→ **EXERCISE DESCRIPTION**
Please filter the entries and return only the lines that include "railing".

'''

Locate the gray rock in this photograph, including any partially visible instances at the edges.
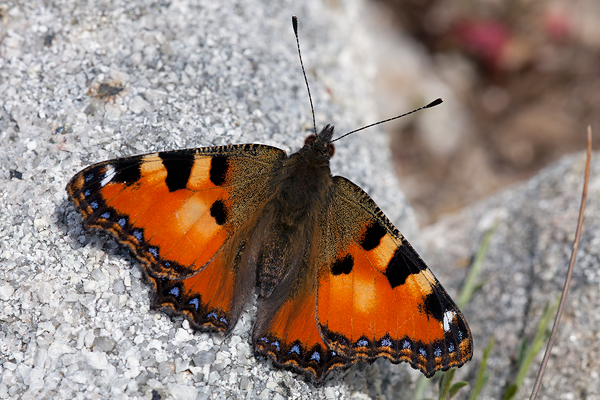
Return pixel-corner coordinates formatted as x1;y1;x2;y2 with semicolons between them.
92;336;117;352
418;152;600;400
193;351;216;367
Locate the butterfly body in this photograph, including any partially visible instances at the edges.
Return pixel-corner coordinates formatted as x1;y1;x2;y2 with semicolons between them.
251;125;334;299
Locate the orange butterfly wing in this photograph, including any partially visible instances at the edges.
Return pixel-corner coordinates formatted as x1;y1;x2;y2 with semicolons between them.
317;177;472;377
67;145;285;332
254;287;352;382
253;176;472;382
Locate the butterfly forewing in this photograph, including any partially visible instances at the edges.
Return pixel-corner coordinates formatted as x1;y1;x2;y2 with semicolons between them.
67;144;286;332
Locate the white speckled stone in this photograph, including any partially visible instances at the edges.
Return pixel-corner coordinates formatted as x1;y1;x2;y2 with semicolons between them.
86;352;109;370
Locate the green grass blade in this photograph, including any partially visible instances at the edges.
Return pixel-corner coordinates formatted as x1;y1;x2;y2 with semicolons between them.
457;226;495;308
503;295;560;400
438;369;456;400
469;337;494;400
415;372;438;400
449;382;469;399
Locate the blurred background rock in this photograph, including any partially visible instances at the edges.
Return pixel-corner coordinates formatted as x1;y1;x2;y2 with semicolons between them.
364;0;598;224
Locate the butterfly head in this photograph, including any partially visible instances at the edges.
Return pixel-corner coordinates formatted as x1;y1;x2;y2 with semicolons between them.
303;124;335;159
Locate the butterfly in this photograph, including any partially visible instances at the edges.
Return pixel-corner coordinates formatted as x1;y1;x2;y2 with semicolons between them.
66;16;472;384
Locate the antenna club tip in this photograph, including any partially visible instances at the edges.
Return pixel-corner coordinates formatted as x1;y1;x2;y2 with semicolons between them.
292;15;298;32
426;98;443;108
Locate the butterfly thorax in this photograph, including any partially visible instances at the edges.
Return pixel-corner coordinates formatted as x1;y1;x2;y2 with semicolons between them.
253;126;335;298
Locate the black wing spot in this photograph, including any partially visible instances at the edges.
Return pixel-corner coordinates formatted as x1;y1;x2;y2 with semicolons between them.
210;157;229;186
113;160;142;184
421;292;445;322
159;151;195;192
331;254;354;275
385;248;425;288
210;200;228;226
360;221;386;251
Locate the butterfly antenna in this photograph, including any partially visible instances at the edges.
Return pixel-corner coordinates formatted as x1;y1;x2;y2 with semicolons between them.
292;15;317;136
331;98;444;143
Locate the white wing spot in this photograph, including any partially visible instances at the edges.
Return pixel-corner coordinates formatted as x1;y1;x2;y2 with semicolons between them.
443;310;456;332
100;165;116;187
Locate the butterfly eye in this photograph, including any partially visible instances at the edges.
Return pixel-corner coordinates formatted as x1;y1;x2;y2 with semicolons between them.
304;134;317;145
327;143;335;158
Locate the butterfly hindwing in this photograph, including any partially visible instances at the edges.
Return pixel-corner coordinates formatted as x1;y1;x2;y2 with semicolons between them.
149;241;245;332
67;144;286;332
316;177;472;377
253;285;353;382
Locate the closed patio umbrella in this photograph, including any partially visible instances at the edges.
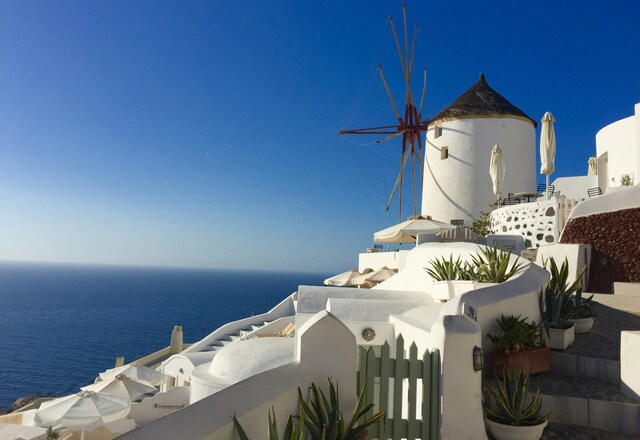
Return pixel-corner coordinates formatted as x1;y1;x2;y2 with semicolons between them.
540;112;556;199
588;157;598;176
489;145;506;200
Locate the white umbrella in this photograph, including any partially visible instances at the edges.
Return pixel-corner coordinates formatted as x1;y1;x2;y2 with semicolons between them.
588;156;598;176
323;269;361;287
35;391;130;440
373;217;456;243
99;363;165;386
540;112;556;199
82;374;156;401
489;145;506;200
351;266;397;286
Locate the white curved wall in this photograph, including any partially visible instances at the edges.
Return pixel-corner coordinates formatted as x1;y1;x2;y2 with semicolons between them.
596;104;640;188
422;117;536;224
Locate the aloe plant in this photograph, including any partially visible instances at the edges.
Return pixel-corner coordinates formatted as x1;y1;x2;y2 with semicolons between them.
539;258;586;332
470;246;525;283
233;378;384;440
487;315;543;353
483;369;549;426
569;288;597;319
425;254;474;281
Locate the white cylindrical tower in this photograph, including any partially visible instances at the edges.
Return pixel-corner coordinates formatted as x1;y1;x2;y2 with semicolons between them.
421;73;537;224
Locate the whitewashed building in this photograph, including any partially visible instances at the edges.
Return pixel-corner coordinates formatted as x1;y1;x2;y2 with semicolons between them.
422;73;537;224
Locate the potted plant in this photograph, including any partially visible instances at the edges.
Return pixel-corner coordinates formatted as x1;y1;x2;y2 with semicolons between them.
539;258;585;350
425;247;524;302
483;369;549;440
470;246;525;284
488;315;550;377
567;288;597;334
234;378;384;440
425;254;475;301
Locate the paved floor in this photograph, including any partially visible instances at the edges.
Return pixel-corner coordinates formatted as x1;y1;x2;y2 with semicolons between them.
566;303;640;360
542;423;640;439
529;373;639;403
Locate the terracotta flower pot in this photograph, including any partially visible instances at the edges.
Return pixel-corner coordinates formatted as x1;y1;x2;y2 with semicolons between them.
491;346;551;377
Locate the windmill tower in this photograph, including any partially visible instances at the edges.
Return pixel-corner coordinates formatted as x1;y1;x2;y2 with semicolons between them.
422;73;537;224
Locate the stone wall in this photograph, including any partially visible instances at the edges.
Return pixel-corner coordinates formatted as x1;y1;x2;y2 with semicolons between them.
490;200;557;248
560;207;640;293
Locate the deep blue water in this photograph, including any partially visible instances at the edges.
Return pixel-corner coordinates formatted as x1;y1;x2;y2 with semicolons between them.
0;262;328;409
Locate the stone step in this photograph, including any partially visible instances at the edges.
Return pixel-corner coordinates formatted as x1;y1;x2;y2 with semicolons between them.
550;351;620;384
530;373;640;435
542;423;640;439
613;283;640;296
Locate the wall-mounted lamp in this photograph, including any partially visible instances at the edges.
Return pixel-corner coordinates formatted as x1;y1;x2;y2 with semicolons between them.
473;346;484;372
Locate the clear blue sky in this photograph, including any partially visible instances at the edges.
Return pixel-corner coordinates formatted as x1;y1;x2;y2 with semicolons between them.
1;1;639;273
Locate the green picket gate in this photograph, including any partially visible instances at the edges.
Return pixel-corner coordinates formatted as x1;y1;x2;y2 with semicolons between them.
357;335;441;440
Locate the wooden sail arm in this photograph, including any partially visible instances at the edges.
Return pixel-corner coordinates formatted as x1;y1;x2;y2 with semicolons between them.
375;130;405;144
379;65;402;120
338;124;401;135
419;69;427;115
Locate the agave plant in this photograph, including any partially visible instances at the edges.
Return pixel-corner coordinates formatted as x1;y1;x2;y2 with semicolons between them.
299;379;385;440
470;246;525;283
483;369;549;426
234;378;384;440
234;408;304;440
539;258;586;332
487;315;543;353
425;254;475;281
569;287;597;319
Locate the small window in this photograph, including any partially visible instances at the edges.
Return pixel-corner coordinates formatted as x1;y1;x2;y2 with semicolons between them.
440;146;449;160
434;126;442;138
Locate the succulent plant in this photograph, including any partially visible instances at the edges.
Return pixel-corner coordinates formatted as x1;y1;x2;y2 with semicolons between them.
483;369;549;426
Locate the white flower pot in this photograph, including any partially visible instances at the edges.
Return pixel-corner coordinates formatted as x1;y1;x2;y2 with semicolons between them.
544;324;575;350
485;419;547;440
430;280;480;302
567;317;595;334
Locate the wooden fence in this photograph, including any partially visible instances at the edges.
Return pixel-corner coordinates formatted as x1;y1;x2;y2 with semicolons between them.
357;335;441;440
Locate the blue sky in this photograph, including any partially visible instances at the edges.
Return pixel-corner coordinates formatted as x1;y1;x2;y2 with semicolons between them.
1;1;639;273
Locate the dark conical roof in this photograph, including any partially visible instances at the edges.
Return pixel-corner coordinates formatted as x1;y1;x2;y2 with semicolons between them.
430;73;537;128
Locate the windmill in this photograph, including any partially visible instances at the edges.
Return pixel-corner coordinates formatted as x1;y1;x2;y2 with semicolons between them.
339;4;428;222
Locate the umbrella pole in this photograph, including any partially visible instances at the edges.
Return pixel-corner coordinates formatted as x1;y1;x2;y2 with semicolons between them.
546;174;550;200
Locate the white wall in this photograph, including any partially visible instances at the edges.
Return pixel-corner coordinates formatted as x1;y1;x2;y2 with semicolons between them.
621;331;640;400
119;311;358;440
565;184;640;219
596;104;639;189
551;175;597;199
536;243;592;289
490;199;559;248
422;117;536;224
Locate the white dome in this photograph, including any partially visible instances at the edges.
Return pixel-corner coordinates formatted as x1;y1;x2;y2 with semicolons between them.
208;338;295;382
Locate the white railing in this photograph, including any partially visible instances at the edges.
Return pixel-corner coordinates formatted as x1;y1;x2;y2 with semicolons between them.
440;226;485;243
184;293;296;353
557;197;584;233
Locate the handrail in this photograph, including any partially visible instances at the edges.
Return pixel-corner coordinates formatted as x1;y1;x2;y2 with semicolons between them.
182;293;296;353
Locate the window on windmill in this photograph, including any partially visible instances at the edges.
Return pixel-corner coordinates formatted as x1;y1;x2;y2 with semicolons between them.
434;126;442;138
441;146;449;160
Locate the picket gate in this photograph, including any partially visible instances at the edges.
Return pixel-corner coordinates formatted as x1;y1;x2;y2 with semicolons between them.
357;335;441;440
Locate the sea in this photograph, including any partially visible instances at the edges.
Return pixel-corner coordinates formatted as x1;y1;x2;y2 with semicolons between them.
0;261;329;410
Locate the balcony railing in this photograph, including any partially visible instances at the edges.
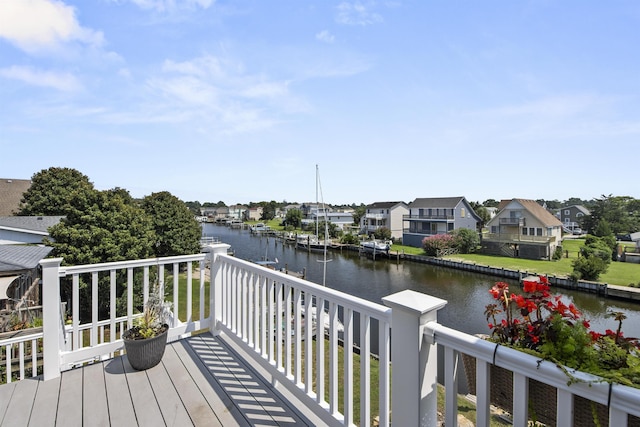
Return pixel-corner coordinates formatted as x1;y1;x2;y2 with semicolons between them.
403;214;454;220
483;233;556;243
1;242;638;426
499;217;525;226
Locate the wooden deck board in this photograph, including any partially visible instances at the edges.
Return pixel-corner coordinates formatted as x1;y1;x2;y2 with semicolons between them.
2;378;37;426
28;375;60;427
174;337;251;427
0;332;321;427
83;361;110;427
0;381;16;424
102;357;137;427
157;343;221;426
56;366;83;427
121;355;166;426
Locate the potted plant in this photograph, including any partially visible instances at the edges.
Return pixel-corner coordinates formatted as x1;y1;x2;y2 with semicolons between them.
122;285;171;371
463;276;640;426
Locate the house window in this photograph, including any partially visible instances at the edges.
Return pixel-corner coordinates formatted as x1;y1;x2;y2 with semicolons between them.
448;223;454;231
564;210;570;215
529;228;535;236
537;228;543;236
431;223;438;234
461;208;466;218
491;226;498;233
522;228;528;235
577;212;584;217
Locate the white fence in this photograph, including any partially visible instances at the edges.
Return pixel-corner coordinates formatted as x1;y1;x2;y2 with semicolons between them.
1;242;639;426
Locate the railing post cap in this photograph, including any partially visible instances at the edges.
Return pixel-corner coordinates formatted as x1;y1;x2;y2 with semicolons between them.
382;290;447;314
40;257;63;267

'''

→ **YOUR SOLUTION**
Locate the white railing in this photograph, including any partially visible instances at the edges.
Locate the balcony railing in this photograph, including any partially visible instances at the edges.
Locate the railing post cap in this photograph, including any partially visible instances at the edges.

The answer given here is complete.